■ Page text:
==============================
1) WRITES WHAT NO ONE ELSE CAN

It is not just night.  No.  

There are two full moons tonight.  

Their reflections stare balefully from the open eyes of your mother-in-law sitting in your front porch swing ... 

the mother-in-law you buried three days ago.


2) SERVES THE READER NOT THE WRITER

The reader doesn't turn the pages because of the need to applaud you.  The reader turns them to find out what happens next.


3) ASKS THE IMPORTANT QUESTIONS

 “What am I trying to say? 

What words will express it? 

What image or idiom will make it clearer? 

Is this image fresh enough to have an effect?


4) WRITING IS LIKE USING MAGIC

You write the words, and they altered the perceived universe. 

By merely writing you could create damage and pain, 

cause tears to fall, drive people away, make yourself feel better, make your life worse.

 Good writing strives to explain, to make things a little bit clearer, to make sense of our world.
==============================
■ Working data:
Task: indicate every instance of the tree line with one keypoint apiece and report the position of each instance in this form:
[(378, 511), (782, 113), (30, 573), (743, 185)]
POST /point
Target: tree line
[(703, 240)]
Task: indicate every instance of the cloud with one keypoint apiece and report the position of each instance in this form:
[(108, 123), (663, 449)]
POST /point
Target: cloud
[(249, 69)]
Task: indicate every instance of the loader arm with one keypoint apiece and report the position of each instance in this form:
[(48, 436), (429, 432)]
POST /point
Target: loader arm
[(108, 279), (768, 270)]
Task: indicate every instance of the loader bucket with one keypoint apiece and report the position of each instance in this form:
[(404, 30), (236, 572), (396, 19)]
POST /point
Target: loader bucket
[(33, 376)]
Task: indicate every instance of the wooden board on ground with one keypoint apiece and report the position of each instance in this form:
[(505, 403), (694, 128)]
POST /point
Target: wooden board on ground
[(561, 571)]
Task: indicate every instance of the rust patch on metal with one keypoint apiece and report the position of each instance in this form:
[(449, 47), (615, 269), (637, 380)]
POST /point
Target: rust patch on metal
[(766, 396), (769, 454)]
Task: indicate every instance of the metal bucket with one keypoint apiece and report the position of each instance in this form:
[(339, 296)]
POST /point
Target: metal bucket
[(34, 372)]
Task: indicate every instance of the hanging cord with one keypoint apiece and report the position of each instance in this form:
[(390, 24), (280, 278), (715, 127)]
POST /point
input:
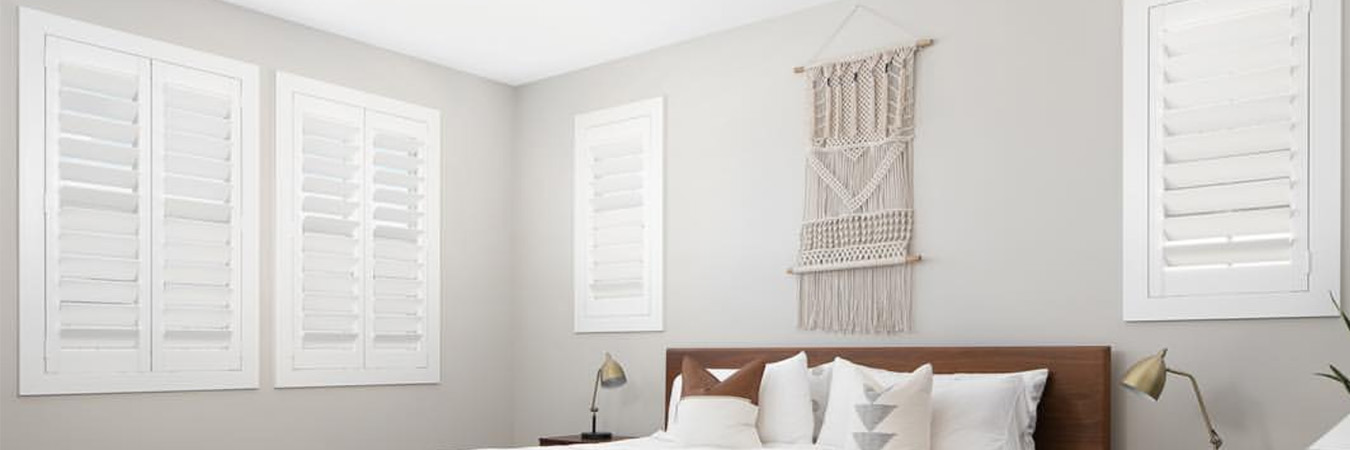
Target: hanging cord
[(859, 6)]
==============================
■ What you need to do:
1 - Please update the rows in the stretch from the line containing "Task: indicate every instance of the hanging" through the end of the rows by replacing "hanging cord" with "hanging rope" and leaving everything else unchanged. Return only that stretch, without the pictures.
2 - Continue the text on good writing from its final sentence.

■ Answers:
1 -
Task: indicate every instance of the hanging rope with one keypoint apiece and report the position of each instance in this form:
[(390, 24), (280, 278), (715, 127)]
POST /point
input:
Target: hanging rope
[(859, 6)]

2 -
 A writer always tries to be part of the solution, to understand a little about life and to pass this on.


5) TELLS A FULL STORY

 There’s a name for something with a single point of view: 

It’s called a press release.

 Incorporate multiple perspectives even if you are writing in 1st Person POV.  

Your heroine must struggle in a world that cares about its own agenda not hers.


6.) SINGS A WORLD INTO BEING

Talented writing makes things happen in the reader’s mind:

 vividly, forcefully 

 that good writing, which stops with clarity and logic, doesn’t.


7.) IS SUBTLE

 We have to allow the sunken meanings to remain sunken, suggested, not stated.

The most horrifying monsters are the ones never quite seen.

A cop shoots a drug addict in self-defense.  Simple scene read a dozen times.  

The addict whimpers as he lays dying.  "I'm going.  I'm going.  I'm ... afraid."

The cop holsters his gun, cradles the youngster, and whispers in his ear:

"Sshh,  It is just a bad dream, a bad dream.  Go back to sleep." 

The addict dies.  The cop gets up, sighs, and leaves a bit of his soul by the still-warm corpse.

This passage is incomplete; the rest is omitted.